Instruction: Omit the images, then output each of the records below exactly.

Task inputs:
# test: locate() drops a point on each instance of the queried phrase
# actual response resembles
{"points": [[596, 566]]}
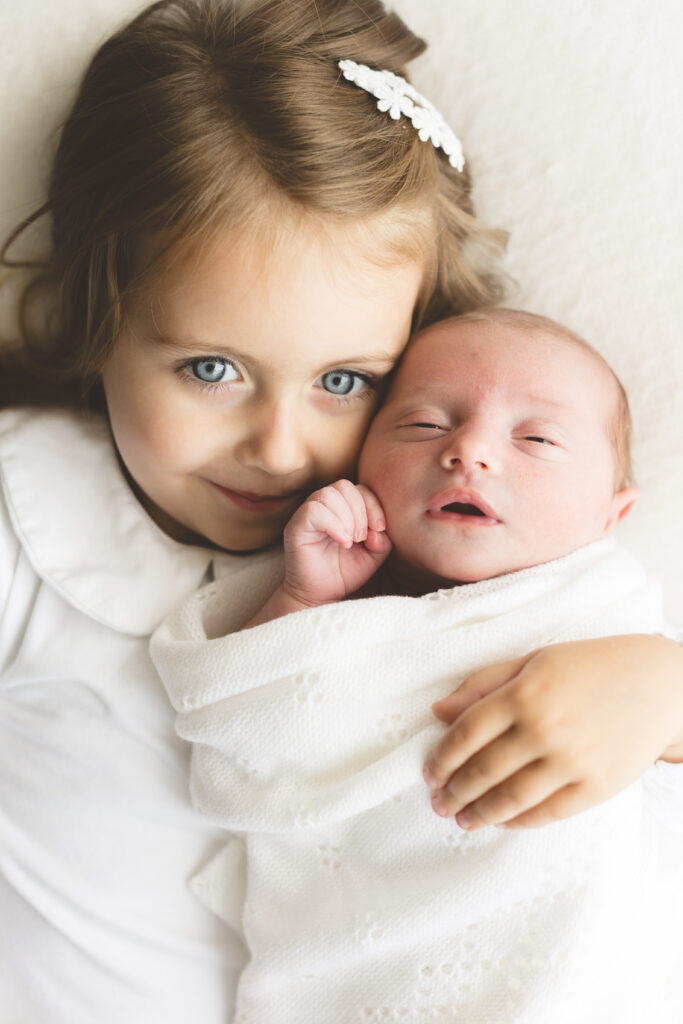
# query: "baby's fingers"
{"points": [[374, 510], [561, 804], [489, 768], [476, 686], [469, 734], [530, 787]]}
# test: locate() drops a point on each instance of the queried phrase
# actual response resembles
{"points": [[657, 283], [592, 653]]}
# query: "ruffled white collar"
{"points": [[83, 529]]}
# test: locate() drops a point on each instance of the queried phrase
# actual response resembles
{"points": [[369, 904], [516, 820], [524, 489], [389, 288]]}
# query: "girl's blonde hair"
{"points": [[202, 116]]}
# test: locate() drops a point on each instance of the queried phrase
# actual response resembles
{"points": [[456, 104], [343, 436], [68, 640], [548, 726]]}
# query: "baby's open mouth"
{"points": [[462, 509]]}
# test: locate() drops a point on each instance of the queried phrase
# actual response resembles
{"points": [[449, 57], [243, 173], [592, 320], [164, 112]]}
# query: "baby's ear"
{"points": [[622, 503]]}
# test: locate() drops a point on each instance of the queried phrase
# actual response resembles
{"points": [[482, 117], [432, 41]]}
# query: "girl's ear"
{"points": [[622, 504]]}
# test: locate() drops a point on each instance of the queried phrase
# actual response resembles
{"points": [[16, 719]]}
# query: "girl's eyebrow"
{"points": [[190, 344]]}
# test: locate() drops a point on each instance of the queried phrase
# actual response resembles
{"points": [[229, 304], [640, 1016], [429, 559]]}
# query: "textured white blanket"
{"points": [[357, 902]]}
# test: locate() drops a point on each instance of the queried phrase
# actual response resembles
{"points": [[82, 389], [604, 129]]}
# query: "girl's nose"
{"points": [[469, 446], [274, 439]]}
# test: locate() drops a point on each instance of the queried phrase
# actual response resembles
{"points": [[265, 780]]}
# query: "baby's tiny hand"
{"points": [[557, 731], [334, 543]]}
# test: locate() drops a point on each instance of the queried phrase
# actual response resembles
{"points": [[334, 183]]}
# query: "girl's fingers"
{"points": [[473, 730], [527, 788], [492, 766], [476, 686]]}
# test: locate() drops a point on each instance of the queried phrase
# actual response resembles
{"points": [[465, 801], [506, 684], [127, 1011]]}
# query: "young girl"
{"points": [[242, 244]]}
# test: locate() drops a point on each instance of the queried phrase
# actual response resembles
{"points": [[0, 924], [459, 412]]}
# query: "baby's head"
{"points": [[504, 442]]}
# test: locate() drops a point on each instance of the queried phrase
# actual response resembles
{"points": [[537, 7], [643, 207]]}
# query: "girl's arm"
{"points": [[557, 731]]}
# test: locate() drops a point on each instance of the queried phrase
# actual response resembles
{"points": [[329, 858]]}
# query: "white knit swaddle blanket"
{"points": [[357, 902]]}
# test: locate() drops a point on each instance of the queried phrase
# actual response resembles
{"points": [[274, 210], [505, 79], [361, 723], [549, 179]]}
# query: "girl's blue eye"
{"points": [[214, 371], [343, 382]]}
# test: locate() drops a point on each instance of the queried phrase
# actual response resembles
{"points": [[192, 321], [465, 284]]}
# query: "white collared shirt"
{"points": [[97, 836]]}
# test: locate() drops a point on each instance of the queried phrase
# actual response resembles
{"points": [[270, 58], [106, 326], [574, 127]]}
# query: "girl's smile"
{"points": [[247, 377]]}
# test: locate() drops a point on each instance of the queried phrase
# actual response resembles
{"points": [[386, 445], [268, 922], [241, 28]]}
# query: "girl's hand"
{"points": [[557, 731], [334, 543]]}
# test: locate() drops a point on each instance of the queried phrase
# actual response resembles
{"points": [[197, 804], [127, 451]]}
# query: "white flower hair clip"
{"points": [[395, 96]]}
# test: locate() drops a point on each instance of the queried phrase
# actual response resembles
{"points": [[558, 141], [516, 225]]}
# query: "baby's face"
{"points": [[492, 453]]}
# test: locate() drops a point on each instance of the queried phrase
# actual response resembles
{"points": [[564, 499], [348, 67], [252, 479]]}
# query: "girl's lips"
{"points": [[256, 503]]}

Reply:
# test: locate() drops a point on each instance of the queried phrase
# actual response resembles
{"points": [[596, 566]]}
# query: "baby's fingers"
{"points": [[374, 510], [561, 804], [489, 768], [476, 686], [469, 734], [530, 787]]}
# test: locate() drops a point on each instance of the queried phrase
# actual response resembles
{"points": [[657, 283], [592, 653]]}
# query: "ruffled white collar"
{"points": [[83, 529]]}
# test: locate() drops a point on each instance of the queried phrase
# actual response resembles
{"points": [[369, 904], [516, 820], [524, 489], [389, 288]]}
# query: "girl's blonde hair"
{"points": [[202, 116]]}
# test: locate() drops a point on each instance of the queried phrase
# actual response resembles
{"points": [[456, 104], [343, 436], [68, 640], [548, 726]]}
# query: "baby's open mouth"
{"points": [[462, 509]]}
# test: locate() drops a point on each instance of the queried phrase
# actual response resembles
{"points": [[449, 57], [243, 173], [592, 320], [164, 112]]}
# query: "baby's ear"
{"points": [[622, 503]]}
# test: locate() drops a point on each instance of the queried phrase
# actual response resembles
{"points": [[482, 117], [432, 41]]}
# query: "girl's ear"
{"points": [[622, 504]]}
# test: locate() drops a point on each instance of the queried phrase
# actual response resembles
{"points": [[16, 719]]}
# query: "girl's eyebrow"
{"points": [[190, 344]]}
# test: locate() drops a point on each instance of the queried phrase
# actual response resembles
{"points": [[229, 304], [640, 1016], [429, 559]]}
# query: "textured white blanket"
{"points": [[357, 902]]}
# test: locate() drops a point on each instance of the queried phrase
# actual response resembles
{"points": [[82, 389], [604, 129]]}
# query: "girl's nose"
{"points": [[469, 446], [274, 439]]}
# test: locate() drops a point on each instance of the queried phrase
# actual response resembles
{"points": [[265, 780]]}
# query: "baby's tiny hand"
{"points": [[557, 731], [334, 543]]}
# test: locate() drops a point on each instance of the queried phrase
# actual response resembles
{"points": [[334, 183]]}
# query: "girl's fingers"
{"points": [[473, 730], [527, 788], [492, 766], [476, 686]]}
# test: locate() drops a point on each instance of the queried phrase
# actual response resembles
{"points": [[465, 801], [506, 684], [127, 1011]]}
# query: "young girl"
{"points": [[242, 244]]}
# test: locate() drops a point on each instance of the queried phrase
# actual response resembles
{"points": [[0, 924], [459, 412]]}
# query: "baby's head"
{"points": [[504, 442]]}
# test: locate() drops a point on each instance of the queried phrase
# actual response resembles
{"points": [[537, 7], [643, 207]]}
# query: "girl's arm"
{"points": [[557, 731]]}
# test: locate() drops a point on each instance of the queried phrase
# actual response resembles
{"points": [[329, 858]]}
# query: "white knit swaddle blanket"
{"points": [[357, 902]]}
# test: locate() drops a point on each instance of the queried phrase
# actual response resembles
{"points": [[274, 210], [505, 79], [361, 723], [549, 179]]}
# query: "girl's blue eye"
{"points": [[214, 371], [343, 382]]}
# test: locate() drops a point on each instance of the queried phrase
# actual response resembles
{"points": [[192, 321], [465, 284]]}
# query: "white collared shirt"
{"points": [[97, 836]]}
# test: locate() drops a point on each instance of the queried phrase
# actual response resembles
{"points": [[270, 58], [106, 326], [574, 127]]}
# query: "girl's smile"
{"points": [[247, 377]]}
# test: locate() drops a point on each instance of the queried phrase
# actual response resembles
{"points": [[386, 445], [268, 922], [241, 28]]}
# query: "girl's hand"
{"points": [[557, 731], [334, 543]]}
# test: locate() drops a point on each instance of the queried phrase
# actual response resembles
{"points": [[197, 804], [127, 451]]}
# query: "white flower hair clip"
{"points": [[395, 96]]}
# test: locate() drops a point on each instance of the queried phrase
# actual response resembles
{"points": [[558, 141], [516, 225]]}
# query: "baby's face"
{"points": [[492, 453]]}
# test: locate() drops a point on each instance of the queried phrase
# actual response resembles
{"points": [[564, 499], [348, 67], [252, 479]]}
# query: "girl's lips"
{"points": [[256, 503]]}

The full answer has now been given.